===== ENTRIES SUPPLIED

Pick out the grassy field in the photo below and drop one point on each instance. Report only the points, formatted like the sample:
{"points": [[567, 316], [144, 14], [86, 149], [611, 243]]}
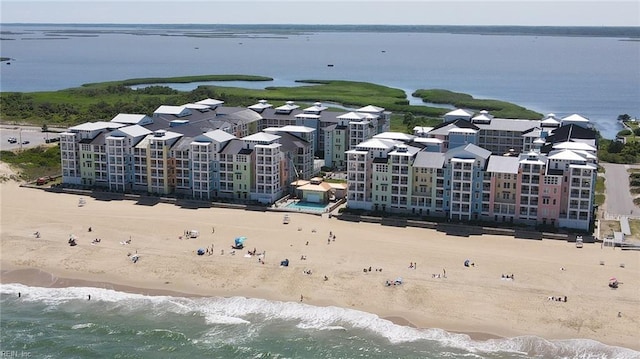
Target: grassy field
{"points": [[35, 162], [460, 100], [102, 101]]}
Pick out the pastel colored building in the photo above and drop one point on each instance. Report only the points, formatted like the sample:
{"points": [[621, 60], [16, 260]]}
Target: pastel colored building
{"points": [[531, 173]]}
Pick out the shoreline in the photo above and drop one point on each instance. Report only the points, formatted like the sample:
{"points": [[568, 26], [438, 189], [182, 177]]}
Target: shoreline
{"points": [[33, 277], [474, 301]]}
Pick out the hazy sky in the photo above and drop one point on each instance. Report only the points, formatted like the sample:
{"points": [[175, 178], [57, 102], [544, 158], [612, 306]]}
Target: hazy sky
{"points": [[417, 12]]}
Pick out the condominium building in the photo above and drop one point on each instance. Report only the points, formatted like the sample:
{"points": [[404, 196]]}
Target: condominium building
{"points": [[546, 180], [206, 150]]}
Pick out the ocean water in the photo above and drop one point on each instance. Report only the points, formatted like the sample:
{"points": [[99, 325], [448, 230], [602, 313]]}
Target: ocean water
{"points": [[62, 323], [595, 76]]}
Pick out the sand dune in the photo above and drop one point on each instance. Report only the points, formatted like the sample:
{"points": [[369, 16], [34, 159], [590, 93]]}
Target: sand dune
{"points": [[469, 299]]}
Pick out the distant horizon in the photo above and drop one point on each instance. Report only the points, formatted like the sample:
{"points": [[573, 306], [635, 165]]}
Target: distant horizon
{"points": [[566, 13], [310, 25]]}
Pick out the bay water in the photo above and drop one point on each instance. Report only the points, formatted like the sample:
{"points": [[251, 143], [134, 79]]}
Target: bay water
{"points": [[595, 76]]}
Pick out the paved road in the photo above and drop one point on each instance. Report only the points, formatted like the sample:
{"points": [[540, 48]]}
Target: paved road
{"points": [[618, 201], [34, 135]]}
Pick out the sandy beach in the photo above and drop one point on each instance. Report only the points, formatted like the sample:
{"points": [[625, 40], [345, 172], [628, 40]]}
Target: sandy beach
{"points": [[438, 292]]}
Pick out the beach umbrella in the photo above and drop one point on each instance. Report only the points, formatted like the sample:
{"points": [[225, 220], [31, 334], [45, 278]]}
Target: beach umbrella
{"points": [[240, 241]]}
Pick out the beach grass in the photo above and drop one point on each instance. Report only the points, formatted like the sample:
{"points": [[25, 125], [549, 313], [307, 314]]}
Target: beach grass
{"points": [[35, 162], [495, 107]]}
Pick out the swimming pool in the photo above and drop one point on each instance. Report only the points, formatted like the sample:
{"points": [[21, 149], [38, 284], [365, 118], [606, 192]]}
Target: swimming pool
{"points": [[307, 206]]}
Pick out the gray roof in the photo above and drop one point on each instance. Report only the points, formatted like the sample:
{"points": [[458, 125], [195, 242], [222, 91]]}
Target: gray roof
{"points": [[182, 144], [472, 149], [429, 160], [503, 164], [233, 147], [507, 124]]}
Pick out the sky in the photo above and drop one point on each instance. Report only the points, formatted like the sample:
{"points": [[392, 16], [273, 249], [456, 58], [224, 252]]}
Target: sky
{"points": [[356, 12]]}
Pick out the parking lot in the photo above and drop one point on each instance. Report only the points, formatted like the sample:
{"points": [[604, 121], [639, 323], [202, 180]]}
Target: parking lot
{"points": [[33, 135]]}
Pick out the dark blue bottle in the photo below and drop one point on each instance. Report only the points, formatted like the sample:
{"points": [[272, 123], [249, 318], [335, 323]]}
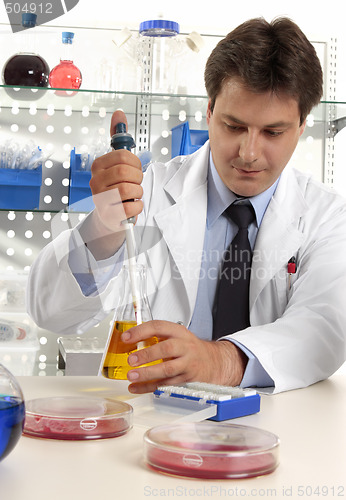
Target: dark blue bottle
{"points": [[12, 412]]}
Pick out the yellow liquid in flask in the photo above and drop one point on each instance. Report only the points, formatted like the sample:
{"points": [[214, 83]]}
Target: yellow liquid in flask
{"points": [[115, 365]]}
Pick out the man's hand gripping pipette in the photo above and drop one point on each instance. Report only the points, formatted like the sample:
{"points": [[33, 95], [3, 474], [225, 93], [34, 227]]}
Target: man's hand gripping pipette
{"points": [[123, 140]]}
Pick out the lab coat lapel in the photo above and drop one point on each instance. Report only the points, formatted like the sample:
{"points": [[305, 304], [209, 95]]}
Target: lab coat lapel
{"points": [[279, 237], [183, 223]]}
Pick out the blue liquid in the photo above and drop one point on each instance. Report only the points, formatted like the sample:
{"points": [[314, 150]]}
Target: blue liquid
{"points": [[12, 413]]}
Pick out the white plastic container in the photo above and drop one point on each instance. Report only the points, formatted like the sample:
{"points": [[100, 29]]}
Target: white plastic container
{"points": [[158, 51]]}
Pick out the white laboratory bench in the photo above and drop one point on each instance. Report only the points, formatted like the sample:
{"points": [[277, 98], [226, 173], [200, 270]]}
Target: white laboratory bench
{"points": [[311, 425]]}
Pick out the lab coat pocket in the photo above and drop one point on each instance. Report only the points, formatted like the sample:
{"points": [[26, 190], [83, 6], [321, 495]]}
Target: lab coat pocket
{"points": [[281, 295]]}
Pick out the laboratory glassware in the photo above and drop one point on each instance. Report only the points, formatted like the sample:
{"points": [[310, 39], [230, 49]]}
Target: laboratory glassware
{"points": [[66, 75], [12, 412], [131, 311], [26, 68]]}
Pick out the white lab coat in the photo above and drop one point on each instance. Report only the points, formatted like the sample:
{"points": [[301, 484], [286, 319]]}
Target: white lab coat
{"points": [[297, 329]]}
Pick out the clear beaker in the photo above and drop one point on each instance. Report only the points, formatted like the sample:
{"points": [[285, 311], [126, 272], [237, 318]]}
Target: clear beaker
{"points": [[114, 363]]}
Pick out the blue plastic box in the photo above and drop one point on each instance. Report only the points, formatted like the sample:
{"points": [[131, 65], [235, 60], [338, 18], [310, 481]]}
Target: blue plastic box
{"points": [[80, 197], [20, 188], [186, 141]]}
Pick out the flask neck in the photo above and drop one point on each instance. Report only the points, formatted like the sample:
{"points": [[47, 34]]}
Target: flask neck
{"points": [[67, 52]]}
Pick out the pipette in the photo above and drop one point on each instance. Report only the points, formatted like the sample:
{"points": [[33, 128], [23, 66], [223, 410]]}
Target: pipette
{"points": [[123, 140]]}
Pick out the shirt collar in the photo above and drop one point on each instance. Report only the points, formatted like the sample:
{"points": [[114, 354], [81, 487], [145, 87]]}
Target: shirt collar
{"points": [[220, 197]]}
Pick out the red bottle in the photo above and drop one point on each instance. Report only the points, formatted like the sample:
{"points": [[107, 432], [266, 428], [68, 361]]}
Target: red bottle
{"points": [[66, 75]]}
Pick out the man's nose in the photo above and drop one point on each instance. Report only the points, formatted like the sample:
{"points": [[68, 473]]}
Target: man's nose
{"points": [[250, 147]]}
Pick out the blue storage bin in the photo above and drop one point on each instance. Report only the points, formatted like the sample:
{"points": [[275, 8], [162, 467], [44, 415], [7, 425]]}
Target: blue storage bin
{"points": [[186, 141], [80, 197], [20, 188]]}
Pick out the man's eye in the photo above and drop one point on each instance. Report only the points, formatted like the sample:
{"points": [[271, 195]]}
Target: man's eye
{"points": [[274, 133]]}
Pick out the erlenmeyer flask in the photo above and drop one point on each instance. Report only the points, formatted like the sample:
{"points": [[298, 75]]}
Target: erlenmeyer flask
{"points": [[114, 363], [12, 412]]}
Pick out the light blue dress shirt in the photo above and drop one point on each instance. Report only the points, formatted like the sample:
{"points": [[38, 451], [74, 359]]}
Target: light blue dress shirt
{"points": [[219, 233]]}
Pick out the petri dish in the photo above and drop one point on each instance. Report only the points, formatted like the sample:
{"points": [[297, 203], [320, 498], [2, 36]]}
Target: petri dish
{"points": [[79, 418], [207, 451]]}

==========

PROBLEM TO SOLVE:
Take the line that contains "Pick out the red" and every line after it through the end of the listing above, and repeat them exactly.

WRITTEN SOLUTION:
Pick out the red bottle in the photo above and drop one point on each instance. Report only the points, formatted like the sample:
{"points": [[107, 432], [266, 428], [68, 361]]}
Target: red bottle
{"points": [[66, 75]]}
Pick out the man's nose in the photo above and drop one point on each instance. Report only the points, formatted like the sample:
{"points": [[68, 473]]}
Target: man's nose
{"points": [[250, 147]]}
Pick out the blue storage bin in the photo above and drop one point on each instance. Report only the points, formatted like the sample:
{"points": [[275, 8], [162, 467], [44, 415], [7, 425]]}
Target: blue storage bin
{"points": [[186, 141], [80, 197], [20, 188]]}
Pick out the man's eye in the photo above and drop one point on each instance. Report only the points, formatted like the sample:
{"points": [[271, 195]]}
Target: man's eye
{"points": [[274, 133]]}
Pick out the erlenmeyer flask in the photo above and drop one point on each instance. Report only the points, formatted like the sample:
{"points": [[298, 75]]}
Target: erlenmeyer flask
{"points": [[114, 363], [12, 412]]}
Pick out the light blue dress shirt in the photo above and drop one point on each instance. Report only the points, formatted like the sample:
{"points": [[38, 451], [74, 359]]}
Target: light blue dress shirt
{"points": [[219, 233]]}
Pick out the petri dish in the photo above and drop one point on each instance. Report only the points, formatted like the sample:
{"points": [[297, 203], [320, 498], [2, 36]]}
Target: petri dish
{"points": [[79, 418], [207, 451]]}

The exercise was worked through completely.